▸ Liste des tâches:
[A] Montrez toutes les lignes de la liste qui contiennent le mot « area », en tenant compte des majuscules et des minuscules.
[B] Donnez la suite du texte sur la méditation par les cinq sens, à partir de sa dernière phrase.

++++ Extrait à lire ++++

Méditer en utilisant nos 5 sens est probablement la manière la plus simple de découvrir combien la pratique de la méditation au quotidien permet d’entrer dans un espace de silence, de se relier à son être intérieur et de pratiquer un art de vivre consciemment au quotidien, sans passer forcément par une longue assise, des postures de yoga contraignantes, ou une retraite dans l’Himalaya.
Beaucoup d’entre nous disent ne pas trouver le temps pour méditer. Et toutes les excuses sont avancées : journées sans fin, course contre la montre, paresse, procrastination, manque de courage. Plus le temps passe, et plus la frustration de nos petites vies se fait sentir.
Il y a trente ans, rejoindre une grande commune afin de vivre une expérience auprès d’un authentique maître spirituel demandait simplement la force d’oser tout lâcher, afin de vivre dans un lieu entièrement dédié à la conscience. Quel maître spirituel digne de ce nom, propose de nos jours une telle alternative ? Et si oui, serait-elle viable sur le long terme ?
J’ai eu la chance de vivre cette exceptionnelle expérience. Il m’en reste une force, une gratitude, une présence, qui peu à peu sont devenues la vraie nature de ma vie quotidienne.
Voici donc une voie parmi tant d’autres. Elle la le mérite d’inclure tous nos sens, pour une véritable alchimie du bonheur.
De nombreuses pratiques dites spirituelles refusent le corps, ce qui peut en rebuter plus d’un. Que faire de nos désirs légitimes, que dire du plaisir épicurien ?
Petit mode d’emploi
La conscience du moment me permet de ressentir avec tout mon corps. Il faut apprendre à identifier ce qui le traverse, sans être dans le déni ou le jugement de ses besoins, ses peurs, ses désirs, ses rêves aussi. Avec une certaine pratique naît peu à peu, une non-identification aux pensées, sensations, émotions.
L’instant que je vis m’offre alors un vécu empli de beauté, de poésie, et de véritables moments de grâce.
Si je passe régulièrement à côté, c’est que mon mental, ma tête, me racontent plein d’histoires auxquelles je m’identifie, créant en permanence ce « big drama. »
Libre à moi d’appliquer ces recettes qui n’impliquent qu’une vigilance de la conscience, qui en grandissant se transforme en une précieuse compagne, ce fameux observateur, témoin silencieux de ce qui me traverse.
La méditation de la pleine conscience connait un succès fulgurant. Elle entre dans les écoles, les hôpitaux, et même les prisons.
Afin de la faire accepter par nos institutions, ceux qui la proposent ont trop souvent expurgé sa dimension mystique.
Issue du bouddhisme, que nous propose-t-elle ?
L’attention juste ou vision pénétrante, consiste à ramener son attention sur l'instant présent, et à examiner les sensations qui se présentent à l'esprit. Cette méditation Vipassana ou Sammasati désigne la conscience vigilante de ses propres pensées, actions et motivations. Devenir présent à nos pensées, à la façon dont elles émergent, s’installent et disparaissent. Demeurer neutre et silencieux sans s’identifier aux sensations, qu’elles soient agréables ou désagréables. Sans les juger, tenter de les retenir ou les chasser.

++++ Extrait de données ++++

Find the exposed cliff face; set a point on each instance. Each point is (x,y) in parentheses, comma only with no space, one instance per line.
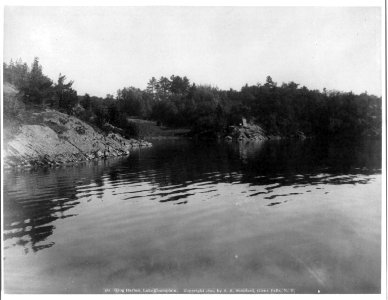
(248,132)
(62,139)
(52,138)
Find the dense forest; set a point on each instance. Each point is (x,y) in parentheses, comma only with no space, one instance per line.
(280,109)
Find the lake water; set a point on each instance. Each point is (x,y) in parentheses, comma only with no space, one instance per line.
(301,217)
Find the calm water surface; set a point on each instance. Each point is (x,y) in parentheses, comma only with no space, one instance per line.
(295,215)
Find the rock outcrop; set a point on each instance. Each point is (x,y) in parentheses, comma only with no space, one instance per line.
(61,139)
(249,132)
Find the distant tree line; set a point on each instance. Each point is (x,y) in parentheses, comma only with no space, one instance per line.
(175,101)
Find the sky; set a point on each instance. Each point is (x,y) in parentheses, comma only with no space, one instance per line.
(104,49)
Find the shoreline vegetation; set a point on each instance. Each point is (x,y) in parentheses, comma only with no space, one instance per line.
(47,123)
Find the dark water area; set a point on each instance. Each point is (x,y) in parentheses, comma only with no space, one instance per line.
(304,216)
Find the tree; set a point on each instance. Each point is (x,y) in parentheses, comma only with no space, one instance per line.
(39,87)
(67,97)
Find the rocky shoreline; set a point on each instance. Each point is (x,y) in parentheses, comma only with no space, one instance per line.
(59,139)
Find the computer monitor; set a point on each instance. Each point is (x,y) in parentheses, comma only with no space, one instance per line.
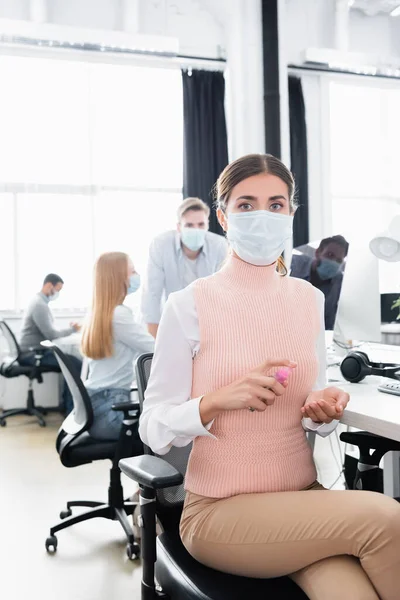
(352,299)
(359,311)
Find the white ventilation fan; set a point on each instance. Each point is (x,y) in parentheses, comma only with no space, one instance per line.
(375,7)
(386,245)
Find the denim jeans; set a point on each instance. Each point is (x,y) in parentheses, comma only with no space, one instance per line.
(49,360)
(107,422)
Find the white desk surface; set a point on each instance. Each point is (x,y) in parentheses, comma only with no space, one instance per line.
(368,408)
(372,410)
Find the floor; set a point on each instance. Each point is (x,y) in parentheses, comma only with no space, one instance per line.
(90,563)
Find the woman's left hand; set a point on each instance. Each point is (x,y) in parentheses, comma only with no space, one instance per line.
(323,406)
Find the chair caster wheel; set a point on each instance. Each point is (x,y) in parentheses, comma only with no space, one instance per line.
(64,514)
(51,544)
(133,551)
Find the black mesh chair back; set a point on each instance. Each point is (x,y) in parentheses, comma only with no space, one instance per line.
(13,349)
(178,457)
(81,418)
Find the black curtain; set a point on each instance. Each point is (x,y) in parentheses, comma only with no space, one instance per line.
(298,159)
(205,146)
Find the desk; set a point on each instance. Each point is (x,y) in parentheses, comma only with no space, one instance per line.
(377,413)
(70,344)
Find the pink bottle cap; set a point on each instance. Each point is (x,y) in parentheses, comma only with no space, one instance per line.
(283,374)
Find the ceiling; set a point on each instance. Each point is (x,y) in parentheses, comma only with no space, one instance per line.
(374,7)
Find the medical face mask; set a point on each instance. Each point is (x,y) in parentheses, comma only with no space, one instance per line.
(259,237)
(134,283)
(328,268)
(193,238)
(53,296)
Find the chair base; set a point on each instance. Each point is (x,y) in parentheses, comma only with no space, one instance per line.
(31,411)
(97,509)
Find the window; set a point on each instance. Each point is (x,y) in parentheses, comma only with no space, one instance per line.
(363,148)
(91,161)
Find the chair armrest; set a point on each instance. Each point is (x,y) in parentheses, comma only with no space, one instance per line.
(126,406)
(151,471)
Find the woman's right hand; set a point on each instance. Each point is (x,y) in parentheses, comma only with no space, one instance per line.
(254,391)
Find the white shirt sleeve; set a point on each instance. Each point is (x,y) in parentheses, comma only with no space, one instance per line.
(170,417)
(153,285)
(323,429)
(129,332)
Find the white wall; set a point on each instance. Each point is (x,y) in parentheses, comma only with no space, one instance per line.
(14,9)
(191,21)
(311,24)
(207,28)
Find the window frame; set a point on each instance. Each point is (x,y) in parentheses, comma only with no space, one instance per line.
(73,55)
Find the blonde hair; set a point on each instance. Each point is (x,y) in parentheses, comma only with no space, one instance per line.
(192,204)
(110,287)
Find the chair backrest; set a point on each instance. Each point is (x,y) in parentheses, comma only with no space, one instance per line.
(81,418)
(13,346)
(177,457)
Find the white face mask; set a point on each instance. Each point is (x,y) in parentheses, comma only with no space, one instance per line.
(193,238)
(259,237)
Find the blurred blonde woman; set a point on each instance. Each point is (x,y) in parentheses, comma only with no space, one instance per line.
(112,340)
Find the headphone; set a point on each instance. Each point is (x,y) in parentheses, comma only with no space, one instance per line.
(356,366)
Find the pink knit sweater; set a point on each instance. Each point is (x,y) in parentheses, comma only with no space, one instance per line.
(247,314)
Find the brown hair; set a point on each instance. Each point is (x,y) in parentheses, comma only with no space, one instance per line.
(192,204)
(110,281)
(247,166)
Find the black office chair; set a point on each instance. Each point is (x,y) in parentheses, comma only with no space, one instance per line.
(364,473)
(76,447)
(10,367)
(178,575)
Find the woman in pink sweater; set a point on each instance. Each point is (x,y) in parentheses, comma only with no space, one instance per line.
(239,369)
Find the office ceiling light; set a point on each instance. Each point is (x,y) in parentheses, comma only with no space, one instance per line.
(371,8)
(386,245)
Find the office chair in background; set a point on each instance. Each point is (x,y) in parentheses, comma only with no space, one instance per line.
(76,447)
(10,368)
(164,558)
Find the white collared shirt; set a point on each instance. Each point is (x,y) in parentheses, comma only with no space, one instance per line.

++++
++++ Extrait de données ++++

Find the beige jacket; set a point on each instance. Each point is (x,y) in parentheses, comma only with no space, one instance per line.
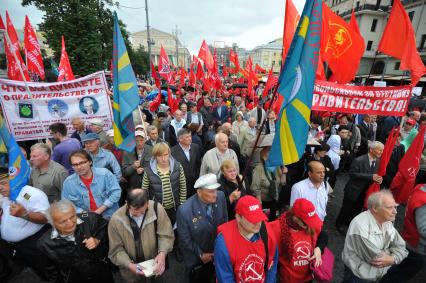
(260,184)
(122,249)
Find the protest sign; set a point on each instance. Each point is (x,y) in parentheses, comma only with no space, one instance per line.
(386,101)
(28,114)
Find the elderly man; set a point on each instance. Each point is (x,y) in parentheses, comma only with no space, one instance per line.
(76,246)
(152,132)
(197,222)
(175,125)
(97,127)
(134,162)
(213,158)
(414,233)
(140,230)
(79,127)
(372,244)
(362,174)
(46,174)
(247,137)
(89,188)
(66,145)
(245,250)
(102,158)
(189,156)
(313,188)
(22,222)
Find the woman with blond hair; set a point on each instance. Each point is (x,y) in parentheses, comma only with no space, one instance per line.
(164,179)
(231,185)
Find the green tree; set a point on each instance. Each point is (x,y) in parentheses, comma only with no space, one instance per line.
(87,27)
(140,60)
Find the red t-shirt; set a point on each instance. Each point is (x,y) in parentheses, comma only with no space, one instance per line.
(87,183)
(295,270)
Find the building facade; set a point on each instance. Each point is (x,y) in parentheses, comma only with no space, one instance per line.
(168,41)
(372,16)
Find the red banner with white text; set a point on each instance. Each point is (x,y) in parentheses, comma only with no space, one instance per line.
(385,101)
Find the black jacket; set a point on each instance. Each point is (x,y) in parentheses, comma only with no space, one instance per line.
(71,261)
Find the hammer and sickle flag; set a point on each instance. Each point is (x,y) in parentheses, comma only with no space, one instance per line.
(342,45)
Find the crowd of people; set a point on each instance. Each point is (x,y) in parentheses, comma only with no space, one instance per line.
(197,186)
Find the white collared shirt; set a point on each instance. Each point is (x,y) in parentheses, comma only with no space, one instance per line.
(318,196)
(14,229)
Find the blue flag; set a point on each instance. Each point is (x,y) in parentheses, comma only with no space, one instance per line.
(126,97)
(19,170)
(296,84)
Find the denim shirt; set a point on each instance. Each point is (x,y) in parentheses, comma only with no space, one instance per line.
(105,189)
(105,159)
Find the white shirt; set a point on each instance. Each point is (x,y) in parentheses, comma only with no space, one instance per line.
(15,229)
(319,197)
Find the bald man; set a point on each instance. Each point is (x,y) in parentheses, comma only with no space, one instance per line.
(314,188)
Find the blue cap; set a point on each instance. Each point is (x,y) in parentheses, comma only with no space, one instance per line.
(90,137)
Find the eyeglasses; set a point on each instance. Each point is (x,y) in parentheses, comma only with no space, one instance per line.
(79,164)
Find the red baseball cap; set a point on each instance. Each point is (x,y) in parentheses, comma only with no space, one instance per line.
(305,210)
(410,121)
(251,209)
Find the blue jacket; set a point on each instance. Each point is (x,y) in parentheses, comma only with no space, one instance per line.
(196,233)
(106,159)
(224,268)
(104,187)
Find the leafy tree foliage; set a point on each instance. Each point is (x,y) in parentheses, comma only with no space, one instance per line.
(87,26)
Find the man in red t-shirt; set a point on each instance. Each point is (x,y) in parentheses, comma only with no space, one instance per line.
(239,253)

++++
++++ Extrait de données ++++

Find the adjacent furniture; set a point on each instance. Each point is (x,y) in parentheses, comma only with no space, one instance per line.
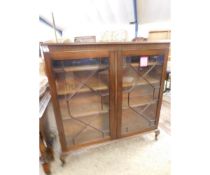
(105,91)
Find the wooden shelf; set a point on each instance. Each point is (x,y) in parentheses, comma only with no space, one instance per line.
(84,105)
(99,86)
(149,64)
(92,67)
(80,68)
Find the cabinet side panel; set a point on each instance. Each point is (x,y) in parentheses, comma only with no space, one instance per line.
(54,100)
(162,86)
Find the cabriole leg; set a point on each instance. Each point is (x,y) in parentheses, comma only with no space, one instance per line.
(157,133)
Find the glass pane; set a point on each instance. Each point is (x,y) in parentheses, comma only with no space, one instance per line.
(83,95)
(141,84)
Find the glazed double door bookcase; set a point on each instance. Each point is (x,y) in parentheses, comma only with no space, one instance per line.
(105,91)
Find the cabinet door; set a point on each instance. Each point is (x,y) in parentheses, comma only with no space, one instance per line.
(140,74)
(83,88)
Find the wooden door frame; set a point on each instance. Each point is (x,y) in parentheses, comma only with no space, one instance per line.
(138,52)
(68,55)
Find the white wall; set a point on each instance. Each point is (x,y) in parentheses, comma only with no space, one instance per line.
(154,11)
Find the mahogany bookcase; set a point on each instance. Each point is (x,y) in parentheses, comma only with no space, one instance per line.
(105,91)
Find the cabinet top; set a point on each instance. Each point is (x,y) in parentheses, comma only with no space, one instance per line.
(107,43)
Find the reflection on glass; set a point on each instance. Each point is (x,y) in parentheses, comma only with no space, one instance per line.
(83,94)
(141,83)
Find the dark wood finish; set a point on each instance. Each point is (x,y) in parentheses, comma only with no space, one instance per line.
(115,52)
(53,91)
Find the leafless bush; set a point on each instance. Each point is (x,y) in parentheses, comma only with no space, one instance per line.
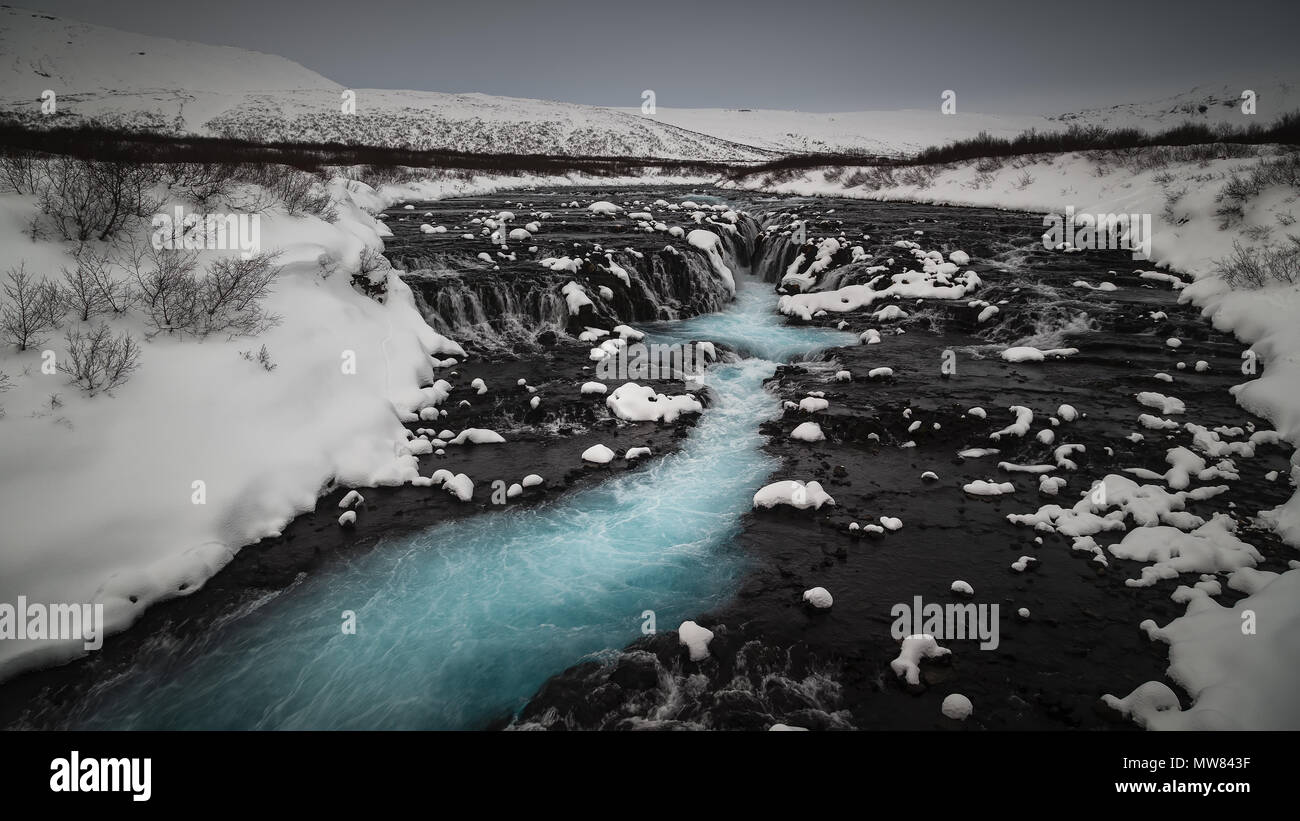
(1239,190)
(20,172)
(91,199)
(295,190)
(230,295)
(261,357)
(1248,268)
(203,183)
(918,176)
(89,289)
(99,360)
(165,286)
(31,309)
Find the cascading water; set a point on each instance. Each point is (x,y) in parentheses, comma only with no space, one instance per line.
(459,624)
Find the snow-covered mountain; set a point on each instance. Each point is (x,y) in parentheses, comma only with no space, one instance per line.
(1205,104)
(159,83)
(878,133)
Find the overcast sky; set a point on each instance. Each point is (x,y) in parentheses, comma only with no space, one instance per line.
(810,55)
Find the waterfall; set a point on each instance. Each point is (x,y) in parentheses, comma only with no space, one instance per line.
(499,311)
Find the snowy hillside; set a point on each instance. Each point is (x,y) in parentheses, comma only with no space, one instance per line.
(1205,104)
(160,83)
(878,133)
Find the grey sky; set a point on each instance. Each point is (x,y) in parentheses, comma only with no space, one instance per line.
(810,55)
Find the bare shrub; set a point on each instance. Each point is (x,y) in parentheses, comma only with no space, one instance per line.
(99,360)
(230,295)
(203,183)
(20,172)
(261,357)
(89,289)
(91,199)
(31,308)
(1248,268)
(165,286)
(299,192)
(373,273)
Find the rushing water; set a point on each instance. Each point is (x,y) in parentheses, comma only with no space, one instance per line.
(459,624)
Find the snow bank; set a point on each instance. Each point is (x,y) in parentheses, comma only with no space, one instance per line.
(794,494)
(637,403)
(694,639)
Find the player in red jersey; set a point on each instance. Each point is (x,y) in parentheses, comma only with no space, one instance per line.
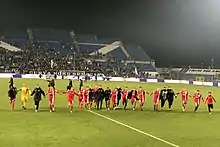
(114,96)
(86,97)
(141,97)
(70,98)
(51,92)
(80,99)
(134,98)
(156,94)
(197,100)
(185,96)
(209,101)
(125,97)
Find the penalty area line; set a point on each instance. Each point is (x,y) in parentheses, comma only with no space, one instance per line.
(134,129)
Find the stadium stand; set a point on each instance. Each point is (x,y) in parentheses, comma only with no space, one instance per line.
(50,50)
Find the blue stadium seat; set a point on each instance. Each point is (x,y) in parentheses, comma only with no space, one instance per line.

++++

▸ Réponses par tâche:
[A]
Find the dark water area; set a point on each instance. Each point is (x,y) in parentheses, comma only with no space, one instance per line.
Find the penalty area line; set a point on each instance. Each point is (x,y) in parentheses, comma only with no space, one instance per line.

[B]
Juste être avec « ce qui est ».
La méditation n’est pas une technique, elle est une qualité de l'esprit pouvant s'acquérir par la pratique. Et dans une pratique quotidienne, faire l’expérience d’une conscience qui s’observe elle-même conduit à rencontrer un espace intérieur dont tous nos sens pressentent l’incroyable et ineffable beauté. A défaut d’atteindre le Nirvana !
Petit parcours non exhaustif de nos cinq sens.
L’ouïe
Sons sacrés et expériences primordiales.
La relation est subtile entre musique et extase. Il est essentiel de ne pas confondre un état de bien être avec une expérience d’expansion de conscience voir même une extase mystique.
Dans de nombreuses traditions, il est parlé d’audition spirituelle : samā.
Ces traditions se perdent. Aujourd’hui, où trouver une initiation et un enseignant digne de ce nom ? La quête de soi demande parfois toute une vie, et beaucoup de courage. Un mantra, fut-il sacré, écouté ou pratiqué avec conscience, peut-il nous transformer ? Comment agira-t-il sur notre âme si nous sommes dans notre mental. Bien que les sons pénètrent et franchissent nos barrières psychiques, là encore une espace méditatif semble requit.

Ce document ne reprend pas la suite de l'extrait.